--- begin SUPPLIED RECORDS ---

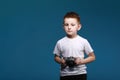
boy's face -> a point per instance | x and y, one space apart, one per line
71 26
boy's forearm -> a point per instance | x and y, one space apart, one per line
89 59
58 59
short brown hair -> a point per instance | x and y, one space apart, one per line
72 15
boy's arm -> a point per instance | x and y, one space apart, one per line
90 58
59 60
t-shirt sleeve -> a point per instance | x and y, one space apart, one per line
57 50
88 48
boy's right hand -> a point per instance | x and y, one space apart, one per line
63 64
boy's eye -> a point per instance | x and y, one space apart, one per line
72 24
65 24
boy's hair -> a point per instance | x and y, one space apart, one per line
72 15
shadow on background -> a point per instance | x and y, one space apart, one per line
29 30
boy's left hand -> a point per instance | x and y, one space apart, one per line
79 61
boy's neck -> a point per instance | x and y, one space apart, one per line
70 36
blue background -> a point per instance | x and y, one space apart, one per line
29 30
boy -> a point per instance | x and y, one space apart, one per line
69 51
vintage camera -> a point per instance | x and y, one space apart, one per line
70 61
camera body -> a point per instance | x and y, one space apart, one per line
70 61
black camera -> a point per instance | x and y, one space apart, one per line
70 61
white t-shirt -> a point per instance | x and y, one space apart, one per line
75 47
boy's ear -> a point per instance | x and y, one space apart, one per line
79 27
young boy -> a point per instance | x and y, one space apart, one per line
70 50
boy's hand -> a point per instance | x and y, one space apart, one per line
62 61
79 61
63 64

--- end SUPPLIED RECORDS ---
--- begin SUPPLIED RECORDS ---

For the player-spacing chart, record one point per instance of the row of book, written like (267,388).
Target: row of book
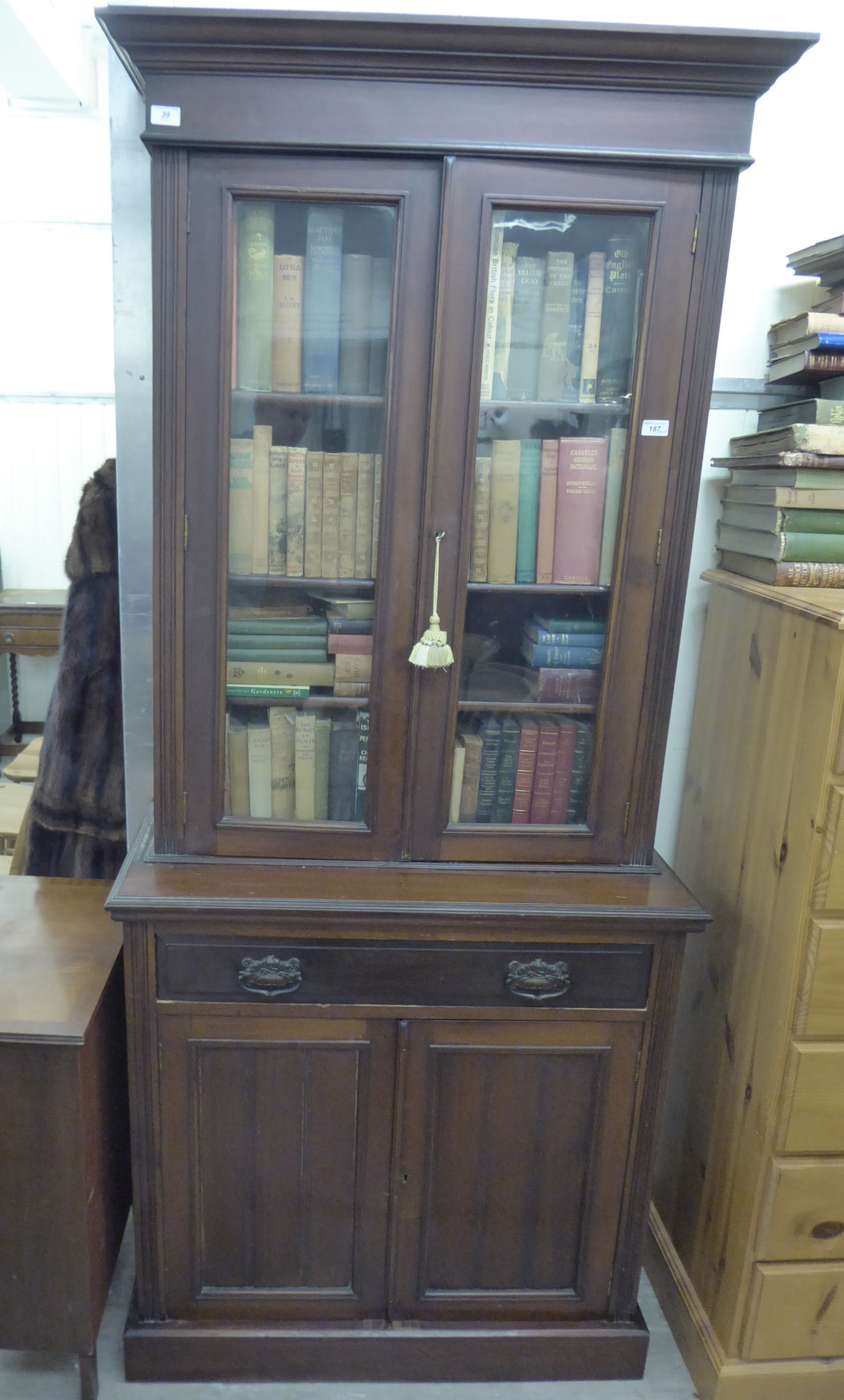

--- end SUPPLIED RECORDS ---

### AIM
Copy out each line in the items above that contains the word "camera".

### THE COMPLETED TASK
vintage camera -> a point per instance | x and y, one space apart, one per line
camera body -> a point per instance | x and y, one space apart, one per line
black camera -> a point per instance | x and y, one space apart, one per line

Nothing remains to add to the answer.